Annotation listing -
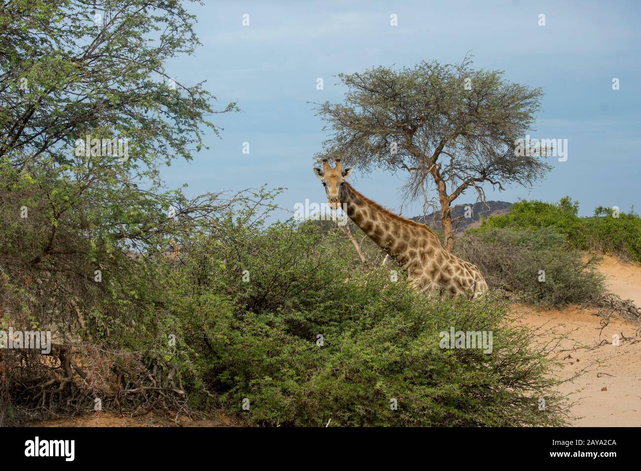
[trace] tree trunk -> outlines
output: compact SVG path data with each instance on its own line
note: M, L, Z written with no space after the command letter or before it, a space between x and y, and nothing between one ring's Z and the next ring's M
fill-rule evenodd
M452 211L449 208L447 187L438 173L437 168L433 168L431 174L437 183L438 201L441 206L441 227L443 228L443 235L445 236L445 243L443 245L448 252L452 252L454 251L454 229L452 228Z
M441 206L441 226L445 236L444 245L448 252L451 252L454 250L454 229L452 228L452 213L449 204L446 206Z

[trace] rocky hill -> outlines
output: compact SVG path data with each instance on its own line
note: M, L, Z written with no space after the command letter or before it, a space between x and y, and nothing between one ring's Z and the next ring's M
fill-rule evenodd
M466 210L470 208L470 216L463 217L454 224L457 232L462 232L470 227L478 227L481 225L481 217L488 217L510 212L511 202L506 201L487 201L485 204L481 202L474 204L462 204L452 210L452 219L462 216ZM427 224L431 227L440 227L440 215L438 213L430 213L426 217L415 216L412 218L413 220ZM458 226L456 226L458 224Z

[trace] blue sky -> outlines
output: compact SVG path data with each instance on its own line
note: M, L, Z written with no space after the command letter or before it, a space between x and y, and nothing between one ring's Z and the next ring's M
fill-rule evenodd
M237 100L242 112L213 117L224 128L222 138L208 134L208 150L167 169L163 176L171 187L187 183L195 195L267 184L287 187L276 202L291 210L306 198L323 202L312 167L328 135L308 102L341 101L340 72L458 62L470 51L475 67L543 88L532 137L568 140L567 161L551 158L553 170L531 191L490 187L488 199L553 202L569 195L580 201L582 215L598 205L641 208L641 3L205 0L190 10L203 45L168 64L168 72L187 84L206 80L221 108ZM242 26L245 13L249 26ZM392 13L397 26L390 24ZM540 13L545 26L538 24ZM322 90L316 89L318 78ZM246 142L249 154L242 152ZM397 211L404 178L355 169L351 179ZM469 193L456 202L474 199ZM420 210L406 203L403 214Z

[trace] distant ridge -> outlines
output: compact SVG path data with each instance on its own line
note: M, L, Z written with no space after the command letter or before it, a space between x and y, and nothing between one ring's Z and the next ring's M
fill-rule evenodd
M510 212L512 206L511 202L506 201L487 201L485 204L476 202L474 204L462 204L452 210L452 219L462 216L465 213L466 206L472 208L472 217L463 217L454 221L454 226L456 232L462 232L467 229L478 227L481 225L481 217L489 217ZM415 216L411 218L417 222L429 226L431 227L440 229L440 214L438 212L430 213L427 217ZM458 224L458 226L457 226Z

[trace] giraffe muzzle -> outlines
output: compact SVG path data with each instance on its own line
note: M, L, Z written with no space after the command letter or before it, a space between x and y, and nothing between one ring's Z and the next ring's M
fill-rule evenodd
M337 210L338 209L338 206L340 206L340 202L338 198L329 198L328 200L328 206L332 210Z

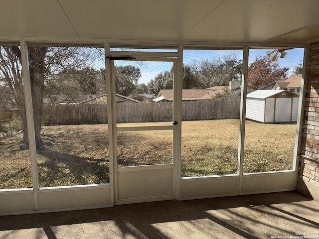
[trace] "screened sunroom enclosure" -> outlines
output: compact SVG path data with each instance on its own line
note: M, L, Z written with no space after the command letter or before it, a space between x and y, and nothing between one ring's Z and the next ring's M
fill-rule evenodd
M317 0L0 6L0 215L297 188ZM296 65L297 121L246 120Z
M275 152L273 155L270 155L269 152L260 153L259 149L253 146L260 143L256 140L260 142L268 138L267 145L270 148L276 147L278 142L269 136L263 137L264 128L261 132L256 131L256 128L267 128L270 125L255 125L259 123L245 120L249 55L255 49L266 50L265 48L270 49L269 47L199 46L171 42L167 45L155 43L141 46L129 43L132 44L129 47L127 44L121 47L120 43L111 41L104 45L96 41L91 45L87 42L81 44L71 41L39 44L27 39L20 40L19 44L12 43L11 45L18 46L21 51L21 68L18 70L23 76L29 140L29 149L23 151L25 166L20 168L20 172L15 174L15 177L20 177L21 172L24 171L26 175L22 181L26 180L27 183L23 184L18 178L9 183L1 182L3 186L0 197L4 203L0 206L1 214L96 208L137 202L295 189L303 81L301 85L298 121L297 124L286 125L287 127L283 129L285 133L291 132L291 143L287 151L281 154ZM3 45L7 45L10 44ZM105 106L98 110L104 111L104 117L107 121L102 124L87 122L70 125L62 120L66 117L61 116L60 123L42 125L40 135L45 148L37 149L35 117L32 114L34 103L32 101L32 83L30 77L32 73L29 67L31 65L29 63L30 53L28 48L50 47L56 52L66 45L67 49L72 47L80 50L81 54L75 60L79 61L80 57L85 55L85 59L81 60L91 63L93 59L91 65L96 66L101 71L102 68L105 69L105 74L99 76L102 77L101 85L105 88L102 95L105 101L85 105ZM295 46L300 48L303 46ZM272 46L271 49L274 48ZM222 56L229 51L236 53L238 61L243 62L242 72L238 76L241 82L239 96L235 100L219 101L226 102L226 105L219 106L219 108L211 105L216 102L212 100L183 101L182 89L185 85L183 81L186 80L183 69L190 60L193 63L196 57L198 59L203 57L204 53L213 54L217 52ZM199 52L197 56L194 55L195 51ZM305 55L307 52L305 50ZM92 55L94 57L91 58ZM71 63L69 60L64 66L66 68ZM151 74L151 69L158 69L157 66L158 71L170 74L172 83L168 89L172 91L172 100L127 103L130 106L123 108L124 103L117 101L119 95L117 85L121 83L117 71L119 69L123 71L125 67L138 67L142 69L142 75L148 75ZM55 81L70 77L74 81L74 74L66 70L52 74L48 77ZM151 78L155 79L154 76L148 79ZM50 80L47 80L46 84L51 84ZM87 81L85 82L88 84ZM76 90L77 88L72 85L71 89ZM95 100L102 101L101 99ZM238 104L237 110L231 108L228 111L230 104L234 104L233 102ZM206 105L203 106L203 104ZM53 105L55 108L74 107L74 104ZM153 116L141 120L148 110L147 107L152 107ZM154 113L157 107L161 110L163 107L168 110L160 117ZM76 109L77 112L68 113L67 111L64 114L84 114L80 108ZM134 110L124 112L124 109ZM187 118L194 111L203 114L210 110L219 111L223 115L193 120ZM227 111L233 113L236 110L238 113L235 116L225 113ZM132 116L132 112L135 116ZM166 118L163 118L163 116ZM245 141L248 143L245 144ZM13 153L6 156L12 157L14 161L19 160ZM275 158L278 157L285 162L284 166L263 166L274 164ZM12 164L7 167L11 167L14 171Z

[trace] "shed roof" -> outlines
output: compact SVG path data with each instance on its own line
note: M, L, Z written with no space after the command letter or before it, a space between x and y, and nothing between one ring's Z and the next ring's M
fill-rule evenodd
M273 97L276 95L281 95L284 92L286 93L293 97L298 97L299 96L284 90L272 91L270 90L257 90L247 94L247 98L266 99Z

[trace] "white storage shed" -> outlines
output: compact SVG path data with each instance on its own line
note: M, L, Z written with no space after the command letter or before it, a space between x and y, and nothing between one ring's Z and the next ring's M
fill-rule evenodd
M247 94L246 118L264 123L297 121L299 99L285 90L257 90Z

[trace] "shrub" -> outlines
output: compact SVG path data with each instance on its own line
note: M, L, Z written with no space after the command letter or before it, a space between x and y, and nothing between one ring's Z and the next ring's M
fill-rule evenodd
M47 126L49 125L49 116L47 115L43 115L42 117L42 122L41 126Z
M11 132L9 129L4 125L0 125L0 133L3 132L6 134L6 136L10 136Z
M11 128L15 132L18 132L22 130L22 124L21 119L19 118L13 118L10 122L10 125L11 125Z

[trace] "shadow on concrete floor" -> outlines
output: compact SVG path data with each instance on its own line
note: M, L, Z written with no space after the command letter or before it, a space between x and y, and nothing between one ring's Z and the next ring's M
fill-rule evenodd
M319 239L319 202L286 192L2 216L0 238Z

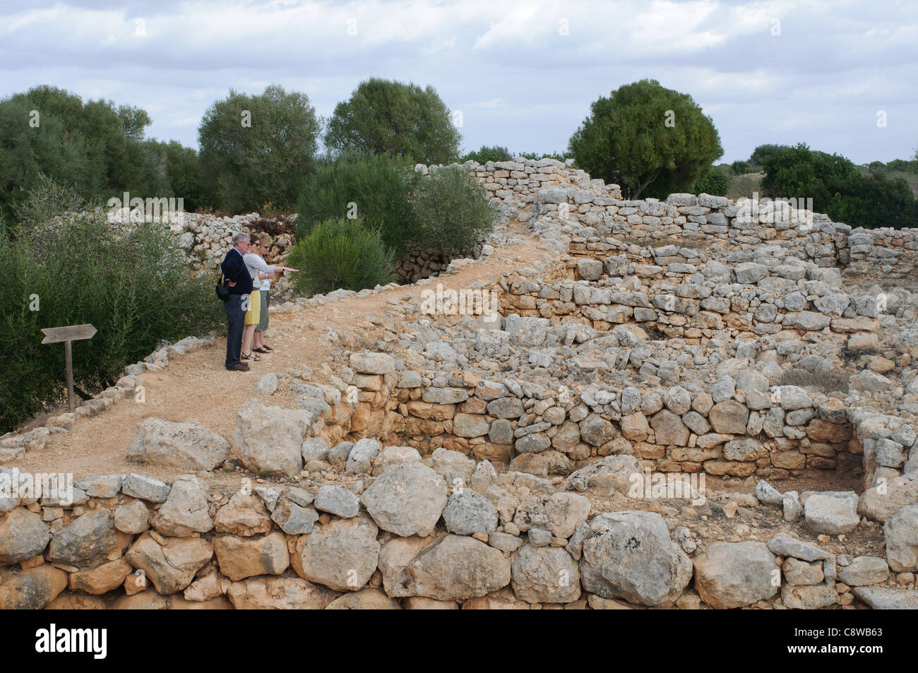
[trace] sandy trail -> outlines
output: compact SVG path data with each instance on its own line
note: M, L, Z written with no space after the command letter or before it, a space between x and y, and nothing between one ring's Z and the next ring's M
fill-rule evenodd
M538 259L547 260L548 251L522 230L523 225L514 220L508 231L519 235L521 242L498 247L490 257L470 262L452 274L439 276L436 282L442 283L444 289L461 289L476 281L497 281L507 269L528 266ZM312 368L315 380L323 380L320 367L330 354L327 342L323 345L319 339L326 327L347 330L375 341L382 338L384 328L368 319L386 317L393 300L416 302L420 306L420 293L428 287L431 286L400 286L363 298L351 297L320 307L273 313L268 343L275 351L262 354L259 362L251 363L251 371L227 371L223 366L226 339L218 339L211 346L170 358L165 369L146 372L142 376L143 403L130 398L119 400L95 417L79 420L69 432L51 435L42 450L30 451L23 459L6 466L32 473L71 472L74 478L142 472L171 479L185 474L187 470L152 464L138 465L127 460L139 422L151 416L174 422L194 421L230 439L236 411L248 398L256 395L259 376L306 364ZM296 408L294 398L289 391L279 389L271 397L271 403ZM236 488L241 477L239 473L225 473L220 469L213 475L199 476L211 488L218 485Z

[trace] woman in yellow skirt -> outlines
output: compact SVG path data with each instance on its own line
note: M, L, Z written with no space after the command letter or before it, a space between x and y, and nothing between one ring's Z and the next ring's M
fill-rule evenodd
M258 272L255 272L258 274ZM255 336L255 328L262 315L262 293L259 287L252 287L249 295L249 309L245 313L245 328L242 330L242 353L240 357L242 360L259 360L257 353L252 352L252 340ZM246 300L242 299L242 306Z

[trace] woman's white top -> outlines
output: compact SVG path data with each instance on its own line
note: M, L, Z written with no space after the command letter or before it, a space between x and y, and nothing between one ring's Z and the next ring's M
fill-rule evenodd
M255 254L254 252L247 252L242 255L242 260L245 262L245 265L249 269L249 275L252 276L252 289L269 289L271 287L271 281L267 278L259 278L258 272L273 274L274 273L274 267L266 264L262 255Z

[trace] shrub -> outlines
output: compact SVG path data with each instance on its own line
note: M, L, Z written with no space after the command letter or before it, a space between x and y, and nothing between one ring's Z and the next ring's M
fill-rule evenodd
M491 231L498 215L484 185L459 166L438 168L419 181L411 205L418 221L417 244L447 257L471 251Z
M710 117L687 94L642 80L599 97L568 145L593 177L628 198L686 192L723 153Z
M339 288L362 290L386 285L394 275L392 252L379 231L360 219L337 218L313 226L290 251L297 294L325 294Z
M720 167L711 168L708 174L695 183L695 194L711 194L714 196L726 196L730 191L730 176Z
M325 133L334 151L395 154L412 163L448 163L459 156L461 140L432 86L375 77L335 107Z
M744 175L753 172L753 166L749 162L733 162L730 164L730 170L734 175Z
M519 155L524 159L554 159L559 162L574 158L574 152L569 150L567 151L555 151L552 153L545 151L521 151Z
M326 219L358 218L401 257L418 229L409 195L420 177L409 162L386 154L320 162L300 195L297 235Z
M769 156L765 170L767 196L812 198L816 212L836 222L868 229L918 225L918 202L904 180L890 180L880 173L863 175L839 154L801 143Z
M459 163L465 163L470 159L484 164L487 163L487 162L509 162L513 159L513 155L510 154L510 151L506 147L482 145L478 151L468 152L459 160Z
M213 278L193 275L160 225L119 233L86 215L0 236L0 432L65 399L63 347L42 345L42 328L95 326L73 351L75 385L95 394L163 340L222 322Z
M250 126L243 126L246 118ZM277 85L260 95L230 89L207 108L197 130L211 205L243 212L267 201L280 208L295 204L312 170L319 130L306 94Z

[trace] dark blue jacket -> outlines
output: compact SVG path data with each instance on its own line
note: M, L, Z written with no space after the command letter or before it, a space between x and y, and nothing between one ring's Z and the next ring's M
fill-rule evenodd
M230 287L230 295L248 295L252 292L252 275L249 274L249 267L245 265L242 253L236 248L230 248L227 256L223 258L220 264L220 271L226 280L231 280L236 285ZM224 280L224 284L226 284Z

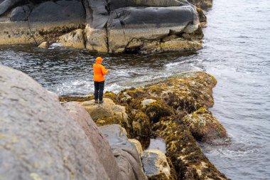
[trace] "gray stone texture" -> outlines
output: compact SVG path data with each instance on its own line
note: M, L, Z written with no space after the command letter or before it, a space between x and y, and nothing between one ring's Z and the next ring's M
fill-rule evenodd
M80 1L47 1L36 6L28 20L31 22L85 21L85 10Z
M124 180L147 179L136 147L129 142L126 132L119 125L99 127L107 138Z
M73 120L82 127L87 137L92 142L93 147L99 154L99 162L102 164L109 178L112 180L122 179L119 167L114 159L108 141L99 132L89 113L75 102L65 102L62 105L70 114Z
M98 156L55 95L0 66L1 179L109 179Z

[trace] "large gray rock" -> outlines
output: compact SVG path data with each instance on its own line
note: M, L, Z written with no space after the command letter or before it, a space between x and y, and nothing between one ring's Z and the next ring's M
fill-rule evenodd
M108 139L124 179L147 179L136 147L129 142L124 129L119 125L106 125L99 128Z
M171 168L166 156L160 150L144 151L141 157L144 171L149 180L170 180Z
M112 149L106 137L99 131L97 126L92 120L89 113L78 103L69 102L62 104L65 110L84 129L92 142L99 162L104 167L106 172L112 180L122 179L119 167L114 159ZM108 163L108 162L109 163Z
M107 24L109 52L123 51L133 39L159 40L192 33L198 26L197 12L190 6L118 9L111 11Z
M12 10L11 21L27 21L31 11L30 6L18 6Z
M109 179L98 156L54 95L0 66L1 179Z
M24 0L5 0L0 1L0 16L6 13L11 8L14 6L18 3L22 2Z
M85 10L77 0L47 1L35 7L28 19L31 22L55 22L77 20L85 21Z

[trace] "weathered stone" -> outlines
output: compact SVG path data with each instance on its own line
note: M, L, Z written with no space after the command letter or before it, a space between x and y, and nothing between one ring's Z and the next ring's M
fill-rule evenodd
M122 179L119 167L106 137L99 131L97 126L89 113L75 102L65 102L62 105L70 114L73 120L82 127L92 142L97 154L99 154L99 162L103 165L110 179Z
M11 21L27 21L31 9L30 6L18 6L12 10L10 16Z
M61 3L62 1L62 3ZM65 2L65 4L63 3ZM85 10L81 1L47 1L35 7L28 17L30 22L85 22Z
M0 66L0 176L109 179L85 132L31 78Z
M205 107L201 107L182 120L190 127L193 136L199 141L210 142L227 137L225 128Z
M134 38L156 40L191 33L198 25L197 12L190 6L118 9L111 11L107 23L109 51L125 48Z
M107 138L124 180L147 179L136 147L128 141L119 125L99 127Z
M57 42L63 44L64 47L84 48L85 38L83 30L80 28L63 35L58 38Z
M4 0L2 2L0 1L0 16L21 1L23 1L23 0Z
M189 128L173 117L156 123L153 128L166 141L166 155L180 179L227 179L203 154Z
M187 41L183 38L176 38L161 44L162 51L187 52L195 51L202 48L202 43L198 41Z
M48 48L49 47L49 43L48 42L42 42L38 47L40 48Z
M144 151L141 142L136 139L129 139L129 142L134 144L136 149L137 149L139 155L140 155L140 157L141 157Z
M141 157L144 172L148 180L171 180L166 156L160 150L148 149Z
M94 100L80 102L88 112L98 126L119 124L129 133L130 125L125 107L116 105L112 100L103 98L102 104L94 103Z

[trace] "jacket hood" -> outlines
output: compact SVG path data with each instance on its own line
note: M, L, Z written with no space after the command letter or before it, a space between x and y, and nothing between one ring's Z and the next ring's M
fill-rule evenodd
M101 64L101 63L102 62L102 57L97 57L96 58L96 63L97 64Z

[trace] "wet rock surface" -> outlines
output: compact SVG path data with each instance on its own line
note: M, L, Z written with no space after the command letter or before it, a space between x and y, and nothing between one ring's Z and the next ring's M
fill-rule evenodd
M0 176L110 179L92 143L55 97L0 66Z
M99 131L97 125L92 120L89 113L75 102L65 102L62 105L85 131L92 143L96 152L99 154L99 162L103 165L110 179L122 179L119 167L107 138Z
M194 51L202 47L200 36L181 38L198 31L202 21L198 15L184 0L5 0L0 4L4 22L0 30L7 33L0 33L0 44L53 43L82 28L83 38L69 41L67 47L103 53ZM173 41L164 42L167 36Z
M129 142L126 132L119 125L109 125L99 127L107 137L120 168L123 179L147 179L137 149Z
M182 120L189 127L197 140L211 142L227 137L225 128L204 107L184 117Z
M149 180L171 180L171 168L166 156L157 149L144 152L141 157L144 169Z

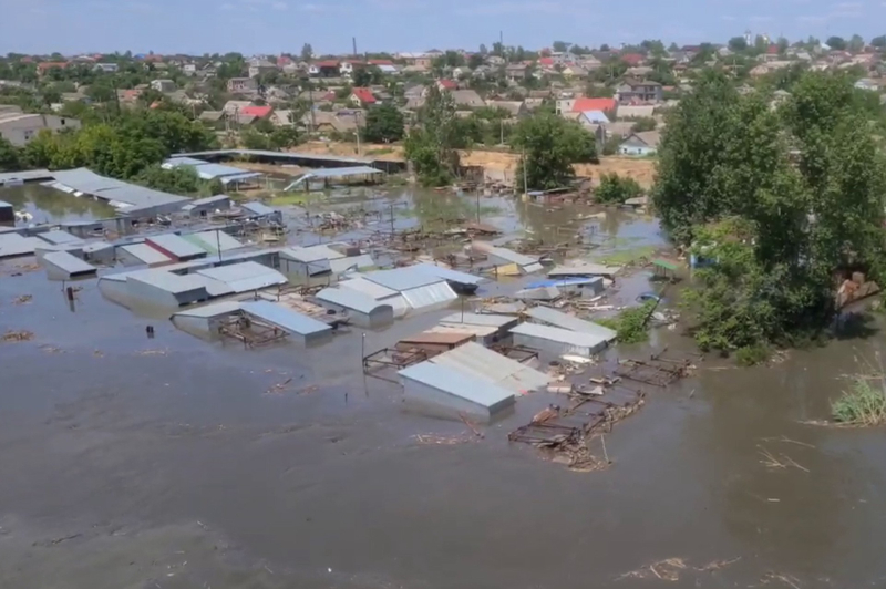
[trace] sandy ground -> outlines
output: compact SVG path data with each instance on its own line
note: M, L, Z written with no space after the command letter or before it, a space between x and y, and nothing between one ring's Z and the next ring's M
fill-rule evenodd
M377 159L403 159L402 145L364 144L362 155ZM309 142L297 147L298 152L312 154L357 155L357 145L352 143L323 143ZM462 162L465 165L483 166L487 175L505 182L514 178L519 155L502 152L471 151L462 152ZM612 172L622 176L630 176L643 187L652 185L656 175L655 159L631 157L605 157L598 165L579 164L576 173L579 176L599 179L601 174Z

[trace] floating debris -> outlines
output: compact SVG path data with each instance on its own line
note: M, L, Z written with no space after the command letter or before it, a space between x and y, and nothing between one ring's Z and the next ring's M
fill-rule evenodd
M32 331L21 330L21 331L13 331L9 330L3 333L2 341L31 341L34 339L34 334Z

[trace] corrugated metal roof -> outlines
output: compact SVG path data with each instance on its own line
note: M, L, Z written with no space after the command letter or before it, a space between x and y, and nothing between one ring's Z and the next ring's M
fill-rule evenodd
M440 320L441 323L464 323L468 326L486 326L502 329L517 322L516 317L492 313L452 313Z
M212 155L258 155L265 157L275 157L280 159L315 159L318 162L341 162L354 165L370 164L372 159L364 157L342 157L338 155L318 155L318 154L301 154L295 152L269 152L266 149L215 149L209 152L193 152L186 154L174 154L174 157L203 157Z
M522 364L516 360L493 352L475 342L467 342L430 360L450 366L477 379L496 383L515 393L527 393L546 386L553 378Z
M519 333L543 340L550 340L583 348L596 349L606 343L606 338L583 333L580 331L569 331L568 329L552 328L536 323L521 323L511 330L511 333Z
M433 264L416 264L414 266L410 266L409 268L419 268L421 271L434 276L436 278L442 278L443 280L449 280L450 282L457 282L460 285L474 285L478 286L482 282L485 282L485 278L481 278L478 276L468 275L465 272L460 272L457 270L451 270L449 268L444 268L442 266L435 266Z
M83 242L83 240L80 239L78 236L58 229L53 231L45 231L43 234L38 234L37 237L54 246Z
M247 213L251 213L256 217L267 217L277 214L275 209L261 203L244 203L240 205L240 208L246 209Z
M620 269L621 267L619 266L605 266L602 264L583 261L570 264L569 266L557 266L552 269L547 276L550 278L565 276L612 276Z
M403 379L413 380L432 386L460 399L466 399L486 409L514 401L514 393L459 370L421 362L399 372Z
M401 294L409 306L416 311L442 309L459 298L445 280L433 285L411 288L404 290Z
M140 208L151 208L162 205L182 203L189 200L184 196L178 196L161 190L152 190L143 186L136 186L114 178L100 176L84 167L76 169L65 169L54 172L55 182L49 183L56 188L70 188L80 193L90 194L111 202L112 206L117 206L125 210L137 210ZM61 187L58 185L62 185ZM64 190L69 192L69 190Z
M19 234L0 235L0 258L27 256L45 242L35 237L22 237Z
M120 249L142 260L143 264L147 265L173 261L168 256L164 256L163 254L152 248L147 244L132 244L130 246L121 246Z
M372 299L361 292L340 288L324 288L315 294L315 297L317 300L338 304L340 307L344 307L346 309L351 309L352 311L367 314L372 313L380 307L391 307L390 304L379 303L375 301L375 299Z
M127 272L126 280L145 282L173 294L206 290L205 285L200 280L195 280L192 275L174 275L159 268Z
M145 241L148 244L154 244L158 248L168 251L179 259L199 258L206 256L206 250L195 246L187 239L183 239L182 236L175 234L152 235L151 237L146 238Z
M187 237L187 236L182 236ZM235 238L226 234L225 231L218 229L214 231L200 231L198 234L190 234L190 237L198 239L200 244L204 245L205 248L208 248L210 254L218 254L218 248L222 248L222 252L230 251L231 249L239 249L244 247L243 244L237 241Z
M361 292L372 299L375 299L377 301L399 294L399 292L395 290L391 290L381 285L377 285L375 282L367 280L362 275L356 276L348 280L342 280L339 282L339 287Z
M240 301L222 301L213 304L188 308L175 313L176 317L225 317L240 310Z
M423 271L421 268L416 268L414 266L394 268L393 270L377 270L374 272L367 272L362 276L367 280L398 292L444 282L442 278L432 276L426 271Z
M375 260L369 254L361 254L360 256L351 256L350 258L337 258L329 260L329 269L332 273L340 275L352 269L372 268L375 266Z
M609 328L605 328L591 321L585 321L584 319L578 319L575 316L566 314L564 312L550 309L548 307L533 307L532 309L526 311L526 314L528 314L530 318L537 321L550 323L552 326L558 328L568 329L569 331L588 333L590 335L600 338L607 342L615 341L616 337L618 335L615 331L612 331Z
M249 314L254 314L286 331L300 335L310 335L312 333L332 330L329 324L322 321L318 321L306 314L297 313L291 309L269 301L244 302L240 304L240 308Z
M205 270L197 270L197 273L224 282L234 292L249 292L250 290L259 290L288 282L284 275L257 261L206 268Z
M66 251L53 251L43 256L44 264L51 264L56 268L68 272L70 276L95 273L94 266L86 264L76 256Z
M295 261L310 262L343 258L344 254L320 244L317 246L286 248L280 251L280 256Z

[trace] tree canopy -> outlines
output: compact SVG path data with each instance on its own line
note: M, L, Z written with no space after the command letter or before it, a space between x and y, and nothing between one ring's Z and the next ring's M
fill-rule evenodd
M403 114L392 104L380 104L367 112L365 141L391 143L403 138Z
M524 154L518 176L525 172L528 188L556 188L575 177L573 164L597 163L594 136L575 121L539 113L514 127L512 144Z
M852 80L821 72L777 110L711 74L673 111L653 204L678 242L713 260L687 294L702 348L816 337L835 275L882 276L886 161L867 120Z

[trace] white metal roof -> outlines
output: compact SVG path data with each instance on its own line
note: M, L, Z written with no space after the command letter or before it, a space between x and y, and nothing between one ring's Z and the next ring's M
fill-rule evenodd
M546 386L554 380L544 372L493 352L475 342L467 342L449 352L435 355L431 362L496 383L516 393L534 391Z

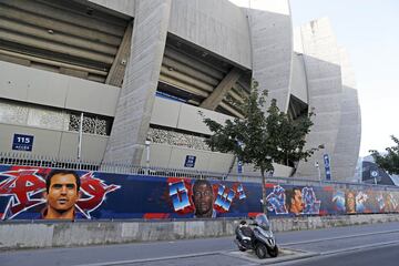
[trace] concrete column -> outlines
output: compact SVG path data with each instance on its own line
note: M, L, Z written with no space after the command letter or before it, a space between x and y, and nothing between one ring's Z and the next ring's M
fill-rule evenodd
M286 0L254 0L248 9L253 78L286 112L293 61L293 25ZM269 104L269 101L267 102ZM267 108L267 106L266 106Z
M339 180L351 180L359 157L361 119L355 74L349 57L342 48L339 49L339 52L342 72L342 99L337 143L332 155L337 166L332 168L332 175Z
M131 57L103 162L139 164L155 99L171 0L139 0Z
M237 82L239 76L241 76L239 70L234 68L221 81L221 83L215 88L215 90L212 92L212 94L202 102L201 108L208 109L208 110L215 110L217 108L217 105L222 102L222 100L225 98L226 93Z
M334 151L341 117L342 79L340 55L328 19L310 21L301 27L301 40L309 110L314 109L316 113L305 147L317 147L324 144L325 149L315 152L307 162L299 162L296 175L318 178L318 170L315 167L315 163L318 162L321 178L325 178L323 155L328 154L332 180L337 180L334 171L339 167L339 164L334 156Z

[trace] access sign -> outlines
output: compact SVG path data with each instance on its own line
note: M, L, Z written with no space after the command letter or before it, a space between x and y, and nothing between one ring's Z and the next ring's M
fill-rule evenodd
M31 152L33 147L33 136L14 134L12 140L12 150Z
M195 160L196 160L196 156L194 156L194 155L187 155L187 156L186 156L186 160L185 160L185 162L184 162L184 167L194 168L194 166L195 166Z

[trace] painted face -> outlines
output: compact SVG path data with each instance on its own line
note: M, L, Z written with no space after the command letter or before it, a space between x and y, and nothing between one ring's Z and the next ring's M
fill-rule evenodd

Exercise objective - Convert the listing above into a Markdown table with the columns Row and Line. Begin at the start of the listing and stop after the line that contains "M466 210L470 208L470". Number each line under Row, skip blank lines, and leave the pictures out.

Finished task -
| Row | Line |
|---|---|
| 1 | [trace] tree trunk -> outlines |
| 2 | output: compact SVG path data with each instance on its own line |
| 3 | note: M, L, Z written with no space after the command letter or before it, a space between x and y, and nothing between one ring's Z and the next ring's M |
| 4 | fill-rule evenodd |
| 5 | M452 211L449 208L447 187L438 173L437 168L433 168L431 174L437 183L438 201L441 206L441 227L443 228L443 235L445 236L445 243L443 245L448 252L452 252L454 251L454 229L452 228Z |
| 6 | M441 206L441 226L445 236L444 245L448 252L451 252L454 250L454 229L452 228L452 213L449 204L446 206Z |
| 7 | [trace] rocky hill -> outlines |
| 8 | output: compact SVG path data with each instance on its own line |
| 9 | note: M, L, Z written with no space after the command letter or before it, a space between x and y, and nothing between one ring's Z and the next ring's M |
| 10 | fill-rule evenodd |
| 11 | M466 210L470 208L470 216L463 217L454 224L457 232L462 232L470 227L478 227L481 225L481 217L488 217L510 212L511 202L506 201L487 201L485 204L481 202L474 204L462 204L452 210L452 219L462 216ZM427 224L431 227L440 227L440 215L438 213L430 213L426 217L415 216L412 218L413 220ZM458 226L456 226L458 224Z |